The reason for proposing Ordinary Resolution Number 9 is to authorise the directors of the Company to allot and issue certain of the authorised but unissued ordinary shares in the share capital of the Company.

Ordinary Resolution Number 10

General authority to allot and issue equity securities for cash

"Resolved that the directors of the Company be and are hereby authorised to allot and issue equity securities (including the grant or issue of options or convertible securities that are convertible into an existing class of equity securities) for cash (or the extinction of a liability, obligation or commitment, restraint, or settlement of expenses) on such terms and conditions as the directors may from time to time at their sole discretion deem fit, but subject to the following:

  • a) the equity securities which are the subject of the issue for cash must be of a class already in issue, or where this is not the case, must be limited to such securities or rights that are convertible into a class already in issue;
  • b) the equity securities must be issued to public shareholders, as defined in the JSE Listings Requirements, and not to related parties;
  • c) securities which are the subject of general issues for cash:
  • i) in the aggregate in any one financial year may not exceed 5% of the Company's relevant number of equity securities in issue of that class (for purposes of determining the securities comprising the 5% number in any one year, account must be taken of the dilution effect, in the year of issue of options/convertible securities, by including the number of any equity securities which may be issued in future arising out of the issue of such options/convertible securities);
  • ii) of a particular class, will be aggregated with any securities that are compulsorily convertible into securities of that class, and, in the case of the issue of compulsorily convertible securities, be aggregated with the securities of that class into which they are compulsorily convertible;
  • iii) as regards the number of securities which may be issued (the 5% number), shall be based on the number of securities of that class in issue added to those that may be issued in future (arising from the conversion of options/convertible securities), at the date of such application:
    • 1) less any securities of the class issued, or to be issued in future arising from options/convertible securities issued, during the current financial year;
    • 2) plus any securities of that class to be issued pursuant to:
    • aa) a rights issue which has been announced, is irrevocable and is fully underwritten; or
    • bb) an acquisition (which has had final terms announced) may be included as though they were securities in issue at the date of application;
  • d) the maximum discount at which equity securities may be issued is 10% of the weighted average traded price of such equity securities measured over the 30 business days prior to the date that the price of the issue is agreed between the Company and the party subscribing for the securities. The JSE will be consulted for a ruling if the Company's securities have not traded in such 30 business day period in terms of the JSE Listings Requirements. The passing of Ordinary Resolution Number 10 requires the approval of a 75% majority of the votes cast by shareholders present or represented by proxy at this Annual General Meeting.

Required actions:
1) In the shareholder resolution text, rewrite the passage from "The reason for" up to and including "of the Company.", replacing "directors" with "board members".
2) Continue the shareholder resolution text from where it stops.

Information supplied:
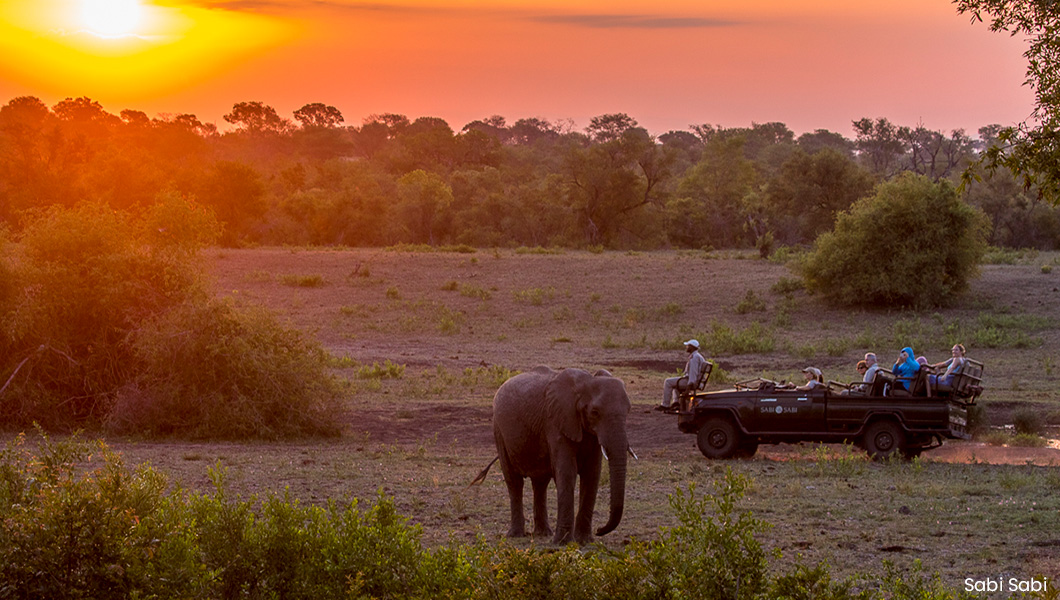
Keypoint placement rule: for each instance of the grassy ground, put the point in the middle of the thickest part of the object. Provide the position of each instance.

Answers to the tasks:
1)
The reason for proposing Ordinary Resolution Number 9 is to authorise the board members of the Company to allot and issue certain of the authorised but unissued ordinary shares in the share capital of the Company.

2)
The reason for proposing Ordinary Resolution Number 10 is to authorise the directors to issue equity securities (including the grant or issue of options or convertible securities that are convertible into an existing class of equity securities) for cash. The proposed authority is in compliance with the JSE Listings Requirements relating to the issue of shares for cash.

Ordinary Resolution Number 11

Establishment of a Broad-Based Employee Share Ownership Plan

"Resolved that in accordance with Schedule 14 of the JSE Listings Requirements, the directors of the Company be and are hereby authorised to establish the Harmony Employees' Share Trust ("ESOP") and to enter into the trust deed in respect of the ESOP ("Trust Deed"), the salient terms and conditions of which are attached as Annexure 1 to this notice. A copy of the Trust Deed, which has been initialled by the chairman of this Annual General Meeting for purposes of identification, is available for inspection."

In terms of the JSE Listing Requirements, the passing of Ordinary Resolution Number 11 requires the approval of a 75% majority of the votes cast by shareholders present or represented by proxy at this Annual General Meeting.

The reason for proposing Ordinary Resolution Number 11 is to establish and implement a Broad-Based Employee Share Ownership Plan that will benefit employees who do not participate in any of the Company's existing share incentive schemes.

Ordinary Resolution Number 12

Authorisation to allot and issue shares for purposes of the ESOP

"Resolved that, subject to the passing of Ordinary Resolution Number 11, the directors of the Company be and are hereby authorised, as a specific authority, to allot and issue a maximum of 12,864,000 authorised but unissued ordinary shares with a par value of R0.50 each in the share capital of the Company to "Qualifying Employees" and "New Qualifying Employees" as envisaged in the Trust Deed on such terms and conditions and at such times as envisaged under the Trust Deed."

The reason for proposing Ordinary Resolution Number 12 is to authorise the directors to allot and issue authorised but unissued ordinary shares in the share capital of the Company in accordance with the ESOP.

Ordinary Resolution Number 13 Amendment to the Harmony 2006 Share Plan

"Resolved that the amendments to the Harmony 2006 Share Plan (2006 Share Plan") contained in Annexure 2 to this notice, a copy of which has been initialled by the chairman of this Annual General Meeting for purposes of identification and which is available for inspection, be and is hereby approved and the directors of the Company be and are hereby authorised to implement the amendments."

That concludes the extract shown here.